If "using" shows up in a line of the material, return that line.

SUPPLIED ENTRIES
»»
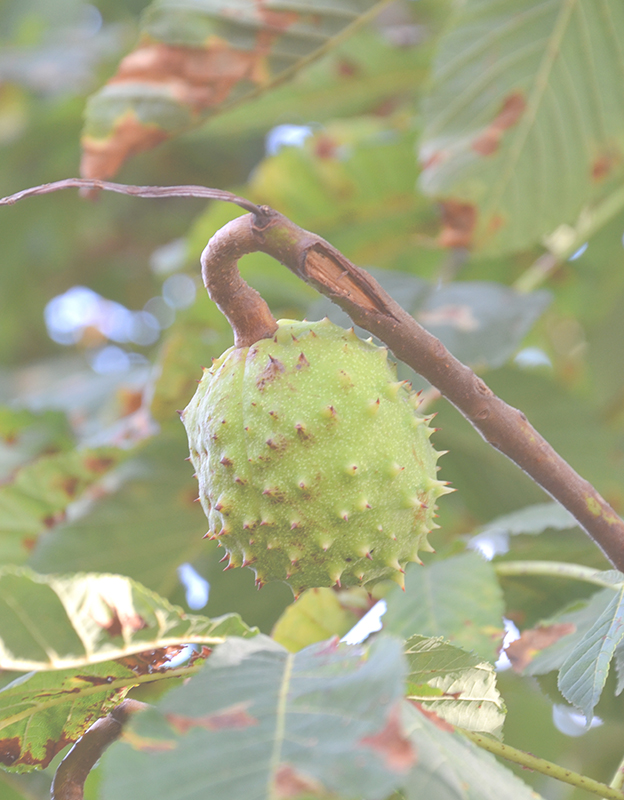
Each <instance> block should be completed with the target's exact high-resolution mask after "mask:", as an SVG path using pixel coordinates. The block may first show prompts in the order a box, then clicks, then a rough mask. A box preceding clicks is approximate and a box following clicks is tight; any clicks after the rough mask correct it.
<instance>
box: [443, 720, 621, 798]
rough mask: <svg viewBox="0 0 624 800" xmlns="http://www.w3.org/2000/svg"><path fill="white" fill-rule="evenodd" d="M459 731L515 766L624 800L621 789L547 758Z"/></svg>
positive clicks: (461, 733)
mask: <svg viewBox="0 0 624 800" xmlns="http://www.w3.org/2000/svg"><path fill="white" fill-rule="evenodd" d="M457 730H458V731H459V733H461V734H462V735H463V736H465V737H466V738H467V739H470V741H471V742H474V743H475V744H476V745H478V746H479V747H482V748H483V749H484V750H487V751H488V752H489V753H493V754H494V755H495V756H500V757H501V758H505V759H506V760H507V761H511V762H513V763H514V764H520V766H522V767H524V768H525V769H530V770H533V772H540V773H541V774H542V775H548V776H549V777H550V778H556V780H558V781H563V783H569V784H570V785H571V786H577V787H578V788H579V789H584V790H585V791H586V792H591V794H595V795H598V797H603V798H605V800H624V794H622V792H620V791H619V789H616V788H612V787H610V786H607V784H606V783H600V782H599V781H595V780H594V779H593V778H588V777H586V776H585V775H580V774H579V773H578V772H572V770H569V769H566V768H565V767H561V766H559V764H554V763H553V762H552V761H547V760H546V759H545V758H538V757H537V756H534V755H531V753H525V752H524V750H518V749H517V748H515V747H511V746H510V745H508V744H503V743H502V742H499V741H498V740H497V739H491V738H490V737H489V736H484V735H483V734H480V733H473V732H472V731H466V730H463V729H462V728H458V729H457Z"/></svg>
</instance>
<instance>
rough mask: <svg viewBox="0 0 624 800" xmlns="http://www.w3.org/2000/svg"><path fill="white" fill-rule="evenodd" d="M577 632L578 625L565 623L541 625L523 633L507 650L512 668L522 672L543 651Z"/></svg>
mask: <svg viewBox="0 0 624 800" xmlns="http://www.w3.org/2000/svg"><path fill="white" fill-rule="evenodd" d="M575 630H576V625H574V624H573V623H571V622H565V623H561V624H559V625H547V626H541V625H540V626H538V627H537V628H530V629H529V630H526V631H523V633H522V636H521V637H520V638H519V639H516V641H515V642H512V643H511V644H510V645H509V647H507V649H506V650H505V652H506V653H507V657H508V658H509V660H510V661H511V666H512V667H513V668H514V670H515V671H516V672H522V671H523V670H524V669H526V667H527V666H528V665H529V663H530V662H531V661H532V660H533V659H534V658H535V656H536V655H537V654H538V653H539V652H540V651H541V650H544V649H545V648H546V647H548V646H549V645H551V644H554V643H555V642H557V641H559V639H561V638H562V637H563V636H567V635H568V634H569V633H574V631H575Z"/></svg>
««
»»
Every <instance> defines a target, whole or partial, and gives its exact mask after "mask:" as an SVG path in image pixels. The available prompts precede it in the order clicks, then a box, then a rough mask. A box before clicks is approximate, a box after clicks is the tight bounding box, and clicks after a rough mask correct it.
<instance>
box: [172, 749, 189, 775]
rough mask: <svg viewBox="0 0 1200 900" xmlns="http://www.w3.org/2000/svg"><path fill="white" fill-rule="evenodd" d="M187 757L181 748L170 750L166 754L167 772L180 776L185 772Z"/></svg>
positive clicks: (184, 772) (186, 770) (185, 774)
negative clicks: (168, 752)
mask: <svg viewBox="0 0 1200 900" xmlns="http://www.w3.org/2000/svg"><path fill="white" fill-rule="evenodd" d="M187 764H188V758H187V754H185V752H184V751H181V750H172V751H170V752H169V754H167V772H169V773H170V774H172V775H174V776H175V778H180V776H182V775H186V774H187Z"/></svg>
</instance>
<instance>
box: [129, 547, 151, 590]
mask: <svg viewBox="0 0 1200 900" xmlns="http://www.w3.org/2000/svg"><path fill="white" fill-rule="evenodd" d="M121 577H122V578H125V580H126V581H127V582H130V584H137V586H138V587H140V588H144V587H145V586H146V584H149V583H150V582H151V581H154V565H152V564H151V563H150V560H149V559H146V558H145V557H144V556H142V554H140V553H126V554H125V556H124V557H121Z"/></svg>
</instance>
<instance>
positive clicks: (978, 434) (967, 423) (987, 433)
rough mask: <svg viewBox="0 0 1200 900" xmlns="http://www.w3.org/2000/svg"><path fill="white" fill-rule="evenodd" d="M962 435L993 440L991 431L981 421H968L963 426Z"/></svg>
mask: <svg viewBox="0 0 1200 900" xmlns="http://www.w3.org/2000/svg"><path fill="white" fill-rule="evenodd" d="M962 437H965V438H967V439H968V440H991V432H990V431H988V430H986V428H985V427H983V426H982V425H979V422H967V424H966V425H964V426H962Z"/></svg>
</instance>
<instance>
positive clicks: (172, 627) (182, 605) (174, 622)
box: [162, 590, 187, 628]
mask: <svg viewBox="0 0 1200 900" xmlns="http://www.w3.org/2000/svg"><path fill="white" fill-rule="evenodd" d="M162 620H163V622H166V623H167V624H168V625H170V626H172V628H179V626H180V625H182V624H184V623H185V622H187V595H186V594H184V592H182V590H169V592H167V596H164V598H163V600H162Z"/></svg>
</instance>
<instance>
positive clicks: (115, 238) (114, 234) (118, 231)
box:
««
»»
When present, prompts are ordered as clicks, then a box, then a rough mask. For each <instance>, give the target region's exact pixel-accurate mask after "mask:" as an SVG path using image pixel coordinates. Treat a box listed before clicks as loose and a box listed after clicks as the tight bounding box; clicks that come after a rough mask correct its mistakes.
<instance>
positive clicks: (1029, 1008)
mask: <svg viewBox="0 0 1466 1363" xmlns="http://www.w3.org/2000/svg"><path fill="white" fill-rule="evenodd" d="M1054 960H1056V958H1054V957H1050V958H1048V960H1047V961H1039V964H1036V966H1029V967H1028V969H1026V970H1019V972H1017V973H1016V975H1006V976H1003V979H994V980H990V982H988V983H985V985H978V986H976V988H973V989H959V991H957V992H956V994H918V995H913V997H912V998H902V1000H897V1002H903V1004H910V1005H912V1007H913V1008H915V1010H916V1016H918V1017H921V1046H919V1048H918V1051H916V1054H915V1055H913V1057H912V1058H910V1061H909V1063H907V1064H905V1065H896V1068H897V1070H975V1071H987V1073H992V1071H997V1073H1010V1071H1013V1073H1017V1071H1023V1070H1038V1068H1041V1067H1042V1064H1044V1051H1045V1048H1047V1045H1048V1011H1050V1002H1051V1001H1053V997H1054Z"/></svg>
««
SOLUTION
Each <instance> block should be completed with the target's exact high-resolution mask after "mask:", as an SVG path using pixel coordinates. The block may first show prompts in the order a box, then clicks, then a rough mask. A box preceding clicks is approximate and a box following clicks is tight; any clicks after the rough mask correct it.
When present, prompts are ordered as clicks, then a box, then a rough mask. For each <instance>, give the target region's exact pixel-accurate mask after "mask:" as an SVG path using image pixel coordinates. Treat a box listed before clicks as loose and a box listed after clicks as the tight bounding box; clicks that come after a rough mask correct its mistakes.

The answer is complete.